- Data for the task:

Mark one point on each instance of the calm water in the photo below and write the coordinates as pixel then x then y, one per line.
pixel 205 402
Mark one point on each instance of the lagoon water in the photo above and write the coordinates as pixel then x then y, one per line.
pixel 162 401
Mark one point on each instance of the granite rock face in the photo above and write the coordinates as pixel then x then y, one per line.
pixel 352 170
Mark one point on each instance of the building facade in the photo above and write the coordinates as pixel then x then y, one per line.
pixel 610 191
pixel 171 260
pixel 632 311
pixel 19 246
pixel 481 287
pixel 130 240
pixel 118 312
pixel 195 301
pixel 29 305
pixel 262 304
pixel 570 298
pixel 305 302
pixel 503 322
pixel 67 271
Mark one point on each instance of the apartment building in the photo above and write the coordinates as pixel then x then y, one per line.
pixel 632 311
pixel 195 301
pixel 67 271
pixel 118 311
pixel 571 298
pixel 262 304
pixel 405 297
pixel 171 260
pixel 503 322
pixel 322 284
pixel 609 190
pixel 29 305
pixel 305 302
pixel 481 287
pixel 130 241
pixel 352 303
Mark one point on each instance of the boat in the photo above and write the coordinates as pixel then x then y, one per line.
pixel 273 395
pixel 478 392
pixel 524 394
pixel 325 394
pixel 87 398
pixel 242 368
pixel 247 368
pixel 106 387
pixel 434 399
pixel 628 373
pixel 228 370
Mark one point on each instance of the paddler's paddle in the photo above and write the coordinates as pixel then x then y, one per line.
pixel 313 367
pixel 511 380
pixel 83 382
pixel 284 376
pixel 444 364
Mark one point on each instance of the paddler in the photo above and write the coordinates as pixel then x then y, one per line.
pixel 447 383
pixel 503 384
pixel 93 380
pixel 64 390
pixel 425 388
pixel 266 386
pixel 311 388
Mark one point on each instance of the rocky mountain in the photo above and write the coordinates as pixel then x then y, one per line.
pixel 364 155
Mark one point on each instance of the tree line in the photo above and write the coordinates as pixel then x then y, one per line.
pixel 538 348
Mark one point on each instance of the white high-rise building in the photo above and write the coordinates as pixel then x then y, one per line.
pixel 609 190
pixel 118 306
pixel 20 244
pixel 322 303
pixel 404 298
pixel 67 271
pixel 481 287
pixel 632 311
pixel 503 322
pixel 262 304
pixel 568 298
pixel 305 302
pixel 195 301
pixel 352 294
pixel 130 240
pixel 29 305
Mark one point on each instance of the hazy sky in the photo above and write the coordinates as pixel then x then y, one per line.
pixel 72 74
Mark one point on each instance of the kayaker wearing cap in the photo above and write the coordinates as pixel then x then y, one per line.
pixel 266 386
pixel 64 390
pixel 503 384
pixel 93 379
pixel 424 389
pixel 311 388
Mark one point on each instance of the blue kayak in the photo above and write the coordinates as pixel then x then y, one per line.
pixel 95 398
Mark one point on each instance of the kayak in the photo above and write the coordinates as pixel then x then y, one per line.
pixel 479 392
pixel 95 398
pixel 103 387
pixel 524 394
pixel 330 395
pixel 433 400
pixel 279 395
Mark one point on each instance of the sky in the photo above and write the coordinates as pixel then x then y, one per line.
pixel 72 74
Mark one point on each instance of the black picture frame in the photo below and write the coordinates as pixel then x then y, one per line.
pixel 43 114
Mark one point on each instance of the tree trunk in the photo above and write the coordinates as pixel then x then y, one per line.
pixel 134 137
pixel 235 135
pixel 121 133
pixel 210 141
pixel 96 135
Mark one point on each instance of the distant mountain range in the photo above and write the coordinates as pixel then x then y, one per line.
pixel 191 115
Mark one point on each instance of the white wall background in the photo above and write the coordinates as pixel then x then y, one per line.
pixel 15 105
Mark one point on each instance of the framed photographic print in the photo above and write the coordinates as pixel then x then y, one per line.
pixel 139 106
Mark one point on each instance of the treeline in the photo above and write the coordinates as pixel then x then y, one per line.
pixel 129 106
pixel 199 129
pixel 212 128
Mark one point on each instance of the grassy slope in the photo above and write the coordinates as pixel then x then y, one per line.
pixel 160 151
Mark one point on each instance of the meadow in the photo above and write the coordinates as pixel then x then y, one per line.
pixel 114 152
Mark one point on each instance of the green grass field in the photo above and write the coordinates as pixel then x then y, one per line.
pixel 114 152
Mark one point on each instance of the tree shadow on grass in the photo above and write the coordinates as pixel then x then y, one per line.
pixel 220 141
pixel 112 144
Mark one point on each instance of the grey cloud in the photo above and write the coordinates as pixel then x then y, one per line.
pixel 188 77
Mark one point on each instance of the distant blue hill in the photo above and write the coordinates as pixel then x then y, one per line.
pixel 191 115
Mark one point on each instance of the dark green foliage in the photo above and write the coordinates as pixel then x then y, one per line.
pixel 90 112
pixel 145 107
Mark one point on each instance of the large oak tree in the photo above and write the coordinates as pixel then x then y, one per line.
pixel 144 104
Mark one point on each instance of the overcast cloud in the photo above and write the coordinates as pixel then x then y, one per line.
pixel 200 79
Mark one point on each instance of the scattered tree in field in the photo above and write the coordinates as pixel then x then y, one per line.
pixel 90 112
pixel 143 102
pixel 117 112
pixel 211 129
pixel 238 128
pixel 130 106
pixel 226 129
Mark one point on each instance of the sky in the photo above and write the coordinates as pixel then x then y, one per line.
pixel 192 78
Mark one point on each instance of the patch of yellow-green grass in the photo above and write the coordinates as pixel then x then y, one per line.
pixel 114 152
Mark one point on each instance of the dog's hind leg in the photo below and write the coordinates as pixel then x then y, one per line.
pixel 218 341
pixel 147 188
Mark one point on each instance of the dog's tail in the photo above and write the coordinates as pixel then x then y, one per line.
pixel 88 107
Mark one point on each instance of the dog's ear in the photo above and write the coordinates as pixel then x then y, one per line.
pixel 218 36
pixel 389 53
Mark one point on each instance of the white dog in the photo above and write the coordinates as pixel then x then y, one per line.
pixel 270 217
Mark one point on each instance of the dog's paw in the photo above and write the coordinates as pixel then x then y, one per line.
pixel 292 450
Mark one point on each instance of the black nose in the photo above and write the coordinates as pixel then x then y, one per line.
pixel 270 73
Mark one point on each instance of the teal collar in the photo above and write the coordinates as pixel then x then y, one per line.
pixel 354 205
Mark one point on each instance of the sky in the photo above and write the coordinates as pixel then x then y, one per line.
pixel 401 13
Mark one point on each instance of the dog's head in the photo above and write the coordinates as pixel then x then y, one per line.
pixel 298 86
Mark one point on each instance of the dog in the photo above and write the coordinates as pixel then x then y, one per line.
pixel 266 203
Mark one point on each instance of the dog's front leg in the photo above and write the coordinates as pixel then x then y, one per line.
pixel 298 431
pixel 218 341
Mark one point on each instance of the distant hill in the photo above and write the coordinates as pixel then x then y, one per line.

- Direction:
Repeat the entries exactly, all of them.

- Result of the exercise:
Mark one point on each instance of the calm water in the photo below and write the coordinates as pixel then x then y, one per line.
pixel 205 402
Mark one point on each instance of the lagoon water in the photo above and write the coordinates as pixel then x then y, one per line.
pixel 162 401
Mark one point on each instance of the granite rock face in the photo above and write the coordinates as pixel then x then y, one per line.
pixel 352 170
Mark one point on each instance of the building facade in the photo above and write the coordinates as pixel then x then y, one per line.
pixel 610 191
pixel 171 260
pixel 632 311
pixel 19 246
pixel 481 287
pixel 130 240
pixel 118 312
pixel 195 301
pixel 29 305
pixel 262 304
pixel 570 298
pixel 305 302
pixel 503 322
pixel 67 271
Mark one point on each instance of the apartment building in the photo above and write the coordinates as pixel then x then y, one per line.
pixel 632 311
pixel 195 301
pixel 67 271
pixel 118 311
pixel 571 298
pixel 262 304
pixel 405 297
pixel 171 260
pixel 503 322
pixel 322 284
pixel 609 190
pixel 29 305
pixel 305 302
pixel 481 287
pixel 130 241
pixel 352 303
Mark one point on each instance of the boat in the photo above and write the coordinates as pixel then x then y, one per line.
pixel 273 395
pixel 478 392
pixel 524 394
pixel 325 394
pixel 87 398
pixel 242 368
pixel 247 368
pixel 106 387
pixel 434 399
pixel 628 373
pixel 228 370
Mark one point on each instance of the paddler's paddle in the photo above and write the coordinates as pixel then x then y, one per line.
pixel 313 367
pixel 511 380
pixel 83 382
pixel 284 376
pixel 444 364
Mark one point on each instance of the paddler in the photo above and write the coordinates as pixel then x then y, one per line.
pixel 447 383
pixel 503 384
pixel 93 380
pixel 64 390
pixel 425 388
pixel 266 386
pixel 311 388
Mark one point on each instance of the rocky mountain in the photo above and write the coordinates as pixel then x then y, one per line.
pixel 364 155
Mark one point on each instance of the tree line in the photo above and write the coordinates as pixel then x then y, one per line.
pixel 538 348
Mark one point on each instance of the white high-rise building in the photo above and write the coordinates as pixel then x then y, one per line.
pixel 609 190
pixel 118 306
pixel 20 244
pixel 322 303
pixel 404 298
pixel 67 271
pixel 481 287
pixel 632 311
pixel 503 322
pixel 262 304
pixel 568 298
pixel 305 302
pixel 195 301
pixel 352 294
pixel 130 240
pixel 29 305
Mark one point on each instance of the hazy sky in the photo above and write the coordinates as pixel then x then y, one per line.
pixel 72 74
Mark one point on each instance of the kayaker wearing cap in the photo above and write the coordinates as pixel then x then y, one per line.
pixel 266 386
pixel 64 390
pixel 503 384
pixel 93 379
pixel 424 389
pixel 311 388
Mark one point on each instance of the blue kayak in the photo above and write the coordinates as pixel then x then y, one per line.
pixel 95 398
Mark one point on each instance of the kayak in the photo above and write the coordinates as pixel then x then y, one per line.
pixel 479 392
pixel 95 398
pixel 103 387
pixel 524 394
pixel 330 395
pixel 433 400
pixel 279 395
Mark one point on each instance of the sky in the photo above and write the coordinates as pixel then x then y, one per line.
pixel 72 74
Mark one point on each instance of the black picture frame in the photo below and write the coordinates as pixel then x then y, one per line.
pixel 43 114
Mark one point on each instance of the tree trunk in the photo above and write the coordinates as pixel then x then y, one per line.
pixel 134 137
pixel 235 135
pixel 121 133
pixel 210 141
pixel 96 135
Mark one point on each instance of the distant mountain range in the photo above and write the coordinates as pixel then x then y, one per line.
pixel 191 115
Mark one point on each instance of the white wall background in the photo above and write the coordinates as pixel then x then y, one per line.
pixel 15 105
Mark one point on each instance of the framed photographic print in the photo above and write the coordinates as pixel then x then y, one per line.
pixel 139 106
Mark one point on each instance of the treeline in the photo above and write the coordinates as pixel then x then y, one per line.
pixel 129 106
pixel 199 129
pixel 212 128
Mark one point on each instance of the grassy slope in the photo above and write the coordinates as pixel then x then y, one per line.
pixel 160 151
Mark one point on each instance of the meadow in the photo above and write the coordinates as pixel then x then y, one per line.
pixel 114 152
Mark one point on each instance of the green grass field in the photo above and write the coordinates as pixel then x then y, one per line.
pixel 114 152
Mark one point on each instance of the tree shadow on grass in the photo above and write the coordinates as pixel then x then y, one per line.
pixel 220 141
pixel 112 144
Mark one point on each instance of the grey cloud in the photo above and write the coordinates as pixel then x then y, one per line.
pixel 188 77
Mark one point on each instance of the distant blue hill in the photo above and write the coordinates as pixel then x then y, one per line.
pixel 191 115
Mark one point on each instance of the dark green foliage in the photo above and write the coordinates as pixel then x then y, one per line.
pixel 90 112
pixel 145 107
Mark one point on each instance of the large oak tree in the photo above and write the coordinates as pixel then x then y, one per line.
pixel 144 104
Mark one point on each instance of the overcast cloud in the photo above and write the coordinates as pixel then x then y, one per line.
pixel 200 79
Mark one point on each instance of the scattered tree in field in the photo above and write the coordinates as pixel then x then y, one per line.
pixel 90 112
pixel 143 102
pixel 117 112
pixel 211 129
pixel 238 128
pixel 130 106
pixel 226 129
Mark one point on each instance of the sky in the photo above and write the coordinates as pixel then x then y, one per line.
pixel 192 78
Mark one point on each instance of the patch of yellow-green grass in the photo above and write the coordinates as pixel then x then y, one per line.
pixel 114 152
Mark one point on each instance of the dog's hind leg in the photo below and write the coordinates as pixel then x then y, one per line.
pixel 218 341
pixel 147 188
Mark one point on each instance of the dog's tail in the photo above and write the coordinates as pixel then x then y, one per line.
pixel 88 107
Mark one point on each instance of the dog's ear in the photo above and write the coordinates as pixel then x then y, one per line.
pixel 218 36
pixel 389 53
Mark one point on each instance of the white dog in the photo above and write the coordinates as pixel then x then y, one per line.
pixel 270 217
Mark one point on each instance of the dog's paw in the photo above and write the coordinates as pixel then x then y, one per line.
pixel 292 450
Mark one point on each instance of the black nose in the photo above and write the coordinates as pixel then x then y, one per line.
pixel 270 73
Mark one point on each instance of the teal collar in the photo above and write the coordinates as pixel then x then y, one per line.
pixel 354 205
Mark one point on each instance of the sky in the photo above and write the coordinates as pixel then x then y, one per line.
pixel 401 13
Mark one point on each instance of the dog's head in the photo above and write the coordinates as pixel then x then y, one per line.
pixel 298 86
Mark one point on each instance of the dog in the photo above and write the coordinates as pixel then x then y, one per line.
pixel 266 203
Mark one point on each instance of the dog's front leg in the photo above and write the coordinates as pixel then x then y, one per line.
pixel 298 431
pixel 218 341
Mark one point on each instance of the distant hill in the photo above and write the coordinates as pixel then x then y, one per line.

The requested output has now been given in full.